# START OF DOCUMENT TEXT
Alright -- Onto Day 2 of my notes from the Stewardship of Digital Assets workshop!
Dr. Katherine Skinner from Emory University and the MetaArchive spoke for 3/4 of the day. Her interest in digital preservation has risen from her doctoral research on emergent fields. While digital preservation is a few steps beyond just stumbling in the dark at this point, it is still an emergent field and we should "get used to the discomfort" of what goes along with being on the bleeding edge.
In her definition, Skinner describes digital preservation as the "management and maintenance of digital information over a long period of time." How long, she says, is unknown at this point, but its sure is longer than many of our access systems will be around, which is currently running at about 3 years per system. This is why adopting recognized standards are important -- for interoperability -- between systems and between collaborating institutions.
Skinner's largest project of the last few years has been in developing the MetaArchive, which was in turn developed out of the Lots of Copies Keeps Stuff Safe (LOCKSS) framework created by Stanford. The idea behind LOCKSS and the MetaArchive is that a minimum of 6 copies of information is stored across a large geographic space (could be even across several continents). Automated checks continually verify the accuracy and completeness of data. If anything happens to a single file in one of the repositories then the other 5 check to make sure their data is complete, and replace the bad or corrupt file in the 6th location. This idea of spreading information across a great geographic area could help restore information in the case of a major disaster. An example that Skinner gave was NPR content that was destroyed by Hurricane Katrina was able to be restored from the mirrored content kept at Emory University.
The biggest "AHA!" that came out of the day for me was that if you choose your access tool too early in the digital library design process, then your collection ends up becoming bound by the tool. By examining and fully understanding your collection, you can choose a tool that allows for curation of the materials that complements the care received by the analog materials. Process for selection should be identifying materials, seeing what information is available (ie. cataloging record) and then choose the metadata. Only when this process is complete should the tool be selected. I will have more thoughts on how this will change my approach to developing my repository in a later post.
The presentation was great, and the instructors knowledgable and friendly. They realize fully that as the field is new, no one really truly knows what they are doing for the long haul, and the more that we can help each other out, the more successful the digital preservation program will be.
# END OF DOCUMENT TEXT
> _TASK GOAL_
Edit the stretch of the workshop notes from "The presentation was" through "program will be." so that "presenters" replaces "instructors", and give the revised passage.
# START OF DATASET ENTRIES
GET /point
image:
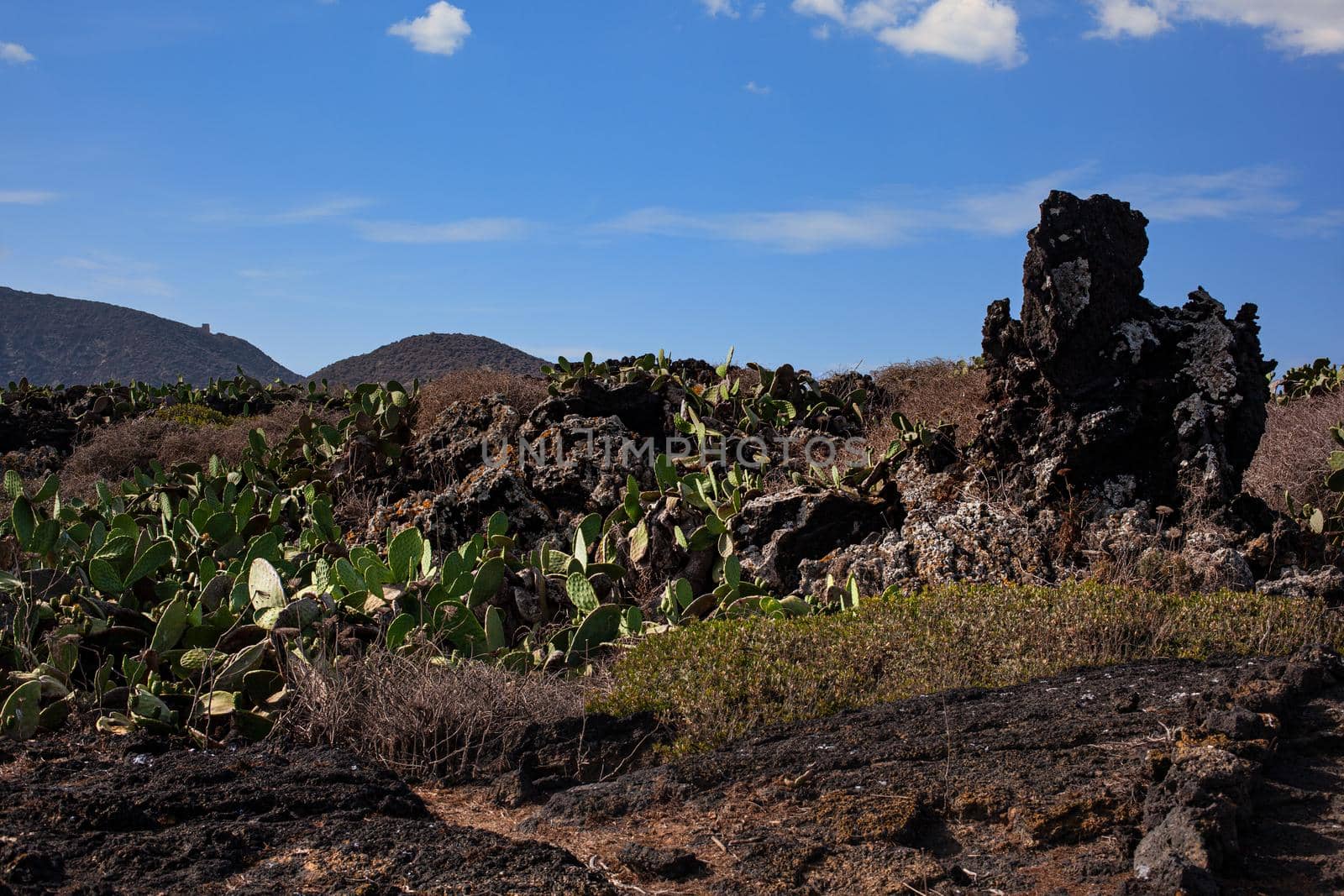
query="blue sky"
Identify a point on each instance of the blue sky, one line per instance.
(820, 181)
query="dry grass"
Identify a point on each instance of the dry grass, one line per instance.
(1294, 456)
(523, 392)
(936, 391)
(113, 453)
(420, 718)
(717, 681)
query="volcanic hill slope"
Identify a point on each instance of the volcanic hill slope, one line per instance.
(428, 358)
(49, 338)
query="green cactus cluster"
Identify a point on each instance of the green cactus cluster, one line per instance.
(1317, 378)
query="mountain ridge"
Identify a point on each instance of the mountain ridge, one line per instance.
(51, 338)
(429, 356)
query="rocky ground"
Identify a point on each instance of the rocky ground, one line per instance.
(1218, 777)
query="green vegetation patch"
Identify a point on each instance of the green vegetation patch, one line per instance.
(723, 680)
(198, 417)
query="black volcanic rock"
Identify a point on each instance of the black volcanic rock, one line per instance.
(428, 358)
(50, 338)
(1097, 389)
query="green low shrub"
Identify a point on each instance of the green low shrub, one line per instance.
(195, 416)
(722, 680)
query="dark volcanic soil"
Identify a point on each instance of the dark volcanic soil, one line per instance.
(1220, 777)
(76, 819)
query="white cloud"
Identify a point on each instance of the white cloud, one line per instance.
(717, 8)
(1304, 27)
(270, 273)
(441, 29)
(793, 231)
(1126, 19)
(470, 230)
(1238, 194)
(1247, 194)
(109, 273)
(974, 31)
(15, 54)
(827, 8)
(1323, 224)
(26, 196)
(338, 207)
(331, 208)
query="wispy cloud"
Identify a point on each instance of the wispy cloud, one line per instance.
(15, 54)
(27, 196)
(270, 273)
(324, 210)
(972, 31)
(793, 231)
(470, 230)
(1245, 194)
(441, 29)
(109, 273)
(1324, 224)
(1300, 27)
(717, 8)
(309, 212)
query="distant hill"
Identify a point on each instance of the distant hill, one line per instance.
(50, 338)
(428, 358)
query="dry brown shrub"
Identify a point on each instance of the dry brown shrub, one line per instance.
(934, 391)
(523, 392)
(113, 453)
(1294, 453)
(420, 718)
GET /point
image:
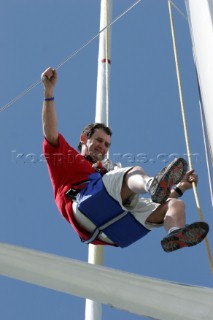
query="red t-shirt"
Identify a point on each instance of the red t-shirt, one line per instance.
(67, 168)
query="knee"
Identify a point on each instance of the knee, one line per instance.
(176, 204)
(137, 170)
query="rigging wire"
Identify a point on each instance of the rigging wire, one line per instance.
(107, 64)
(74, 53)
(205, 138)
(185, 127)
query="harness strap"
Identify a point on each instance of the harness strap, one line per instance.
(101, 228)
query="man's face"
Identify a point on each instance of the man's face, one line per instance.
(96, 146)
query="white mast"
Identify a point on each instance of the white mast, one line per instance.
(200, 16)
(93, 309)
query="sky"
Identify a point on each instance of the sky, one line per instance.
(145, 118)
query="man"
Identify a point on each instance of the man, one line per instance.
(104, 206)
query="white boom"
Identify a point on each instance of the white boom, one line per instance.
(140, 295)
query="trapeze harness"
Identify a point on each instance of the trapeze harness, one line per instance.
(94, 202)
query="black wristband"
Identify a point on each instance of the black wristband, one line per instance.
(180, 193)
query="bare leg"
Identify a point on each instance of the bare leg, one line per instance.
(172, 214)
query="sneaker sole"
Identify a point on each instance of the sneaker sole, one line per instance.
(186, 237)
(172, 175)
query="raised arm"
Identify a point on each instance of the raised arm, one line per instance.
(49, 118)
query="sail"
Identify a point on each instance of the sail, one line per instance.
(158, 299)
(200, 16)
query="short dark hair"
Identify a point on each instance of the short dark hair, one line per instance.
(90, 129)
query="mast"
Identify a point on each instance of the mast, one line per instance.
(93, 309)
(200, 17)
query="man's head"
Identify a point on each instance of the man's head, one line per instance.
(95, 141)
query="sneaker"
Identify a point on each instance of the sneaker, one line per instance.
(188, 236)
(162, 183)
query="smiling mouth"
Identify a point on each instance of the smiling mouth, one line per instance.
(97, 155)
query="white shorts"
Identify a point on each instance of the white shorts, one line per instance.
(141, 208)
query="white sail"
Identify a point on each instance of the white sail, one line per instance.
(200, 15)
(140, 295)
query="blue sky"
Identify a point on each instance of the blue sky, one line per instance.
(145, 118)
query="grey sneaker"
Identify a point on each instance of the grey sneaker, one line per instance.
(188, 236)
(163, 181)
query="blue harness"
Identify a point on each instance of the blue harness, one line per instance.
(106, 213)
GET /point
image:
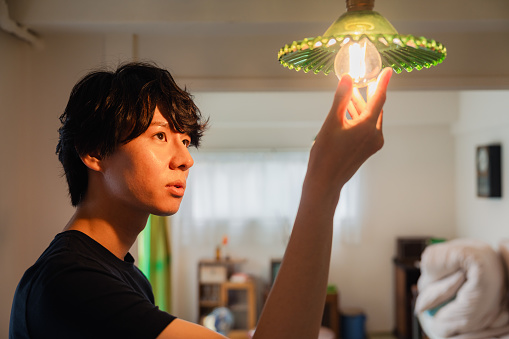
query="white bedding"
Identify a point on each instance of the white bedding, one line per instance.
(462, 291)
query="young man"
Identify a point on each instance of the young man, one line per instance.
(124, 149)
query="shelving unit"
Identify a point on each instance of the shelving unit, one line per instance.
(211, 275)
(240, 298)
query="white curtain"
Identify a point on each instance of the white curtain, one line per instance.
(230, 192)
(252, 197)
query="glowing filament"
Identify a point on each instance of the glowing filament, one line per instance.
(360, 60)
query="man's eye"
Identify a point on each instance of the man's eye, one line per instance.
(160, 136)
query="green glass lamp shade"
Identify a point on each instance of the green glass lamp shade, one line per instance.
(400, 52)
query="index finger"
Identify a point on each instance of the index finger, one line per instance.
(376, 97)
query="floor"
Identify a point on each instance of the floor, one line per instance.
(239, 335)
(382, 336)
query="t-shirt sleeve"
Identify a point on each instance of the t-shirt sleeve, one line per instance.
(76, 297)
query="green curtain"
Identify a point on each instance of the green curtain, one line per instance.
(154, 259)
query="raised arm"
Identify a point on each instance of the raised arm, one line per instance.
(295, 306)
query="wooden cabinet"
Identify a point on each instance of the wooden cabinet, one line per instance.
(406, 275)
(211, 275)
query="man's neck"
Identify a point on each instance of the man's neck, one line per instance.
(117, 232)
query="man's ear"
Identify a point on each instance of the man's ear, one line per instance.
(92, 161)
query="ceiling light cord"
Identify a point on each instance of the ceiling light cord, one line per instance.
(360, 5)
(10, 26)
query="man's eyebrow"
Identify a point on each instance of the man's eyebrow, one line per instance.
(160, 123)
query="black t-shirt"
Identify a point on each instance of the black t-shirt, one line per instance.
(79, 289)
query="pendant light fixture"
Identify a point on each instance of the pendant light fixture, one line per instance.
(361, 42)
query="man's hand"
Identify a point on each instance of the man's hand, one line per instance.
(343, 144)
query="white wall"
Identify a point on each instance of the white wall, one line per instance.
(484, 119)
(409, 185)
(13, 77)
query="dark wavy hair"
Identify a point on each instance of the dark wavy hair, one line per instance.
(108, 109)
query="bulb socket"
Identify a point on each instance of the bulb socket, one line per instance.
(360, 5)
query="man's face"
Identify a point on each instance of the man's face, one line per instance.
(149, 173)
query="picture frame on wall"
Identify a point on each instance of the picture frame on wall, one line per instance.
(489, 171)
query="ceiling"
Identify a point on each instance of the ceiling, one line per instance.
(233, 44)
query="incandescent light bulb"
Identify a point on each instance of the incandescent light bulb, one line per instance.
(359, 59)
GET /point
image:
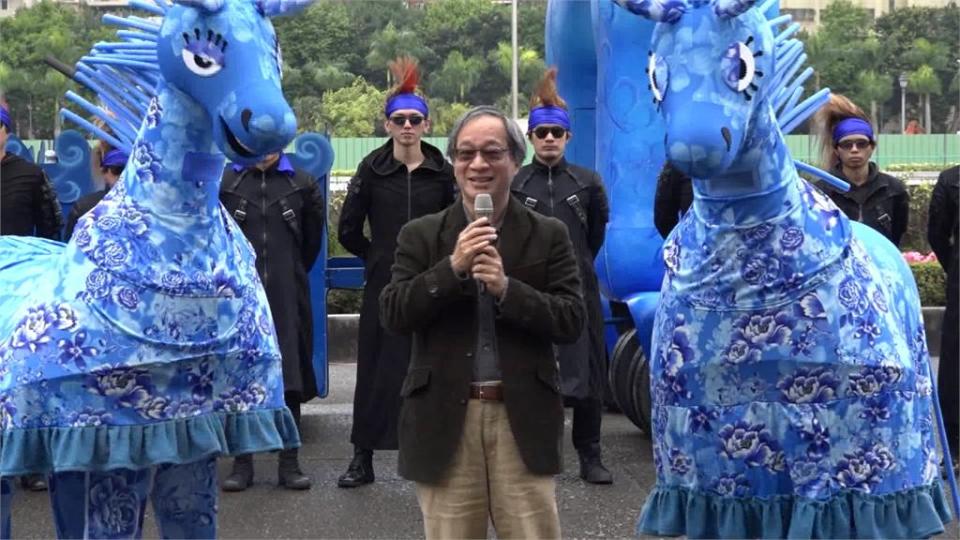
# END OF DATASET ENTRIES
> _TASK ANSWER_
The presentation was great, and the presenters knowledgable and friendly. They realize fully that as the field is new, no one really truly knows what they are doing for the long haul, and the more that we can help each other out, the more successful the digital preservation program will be.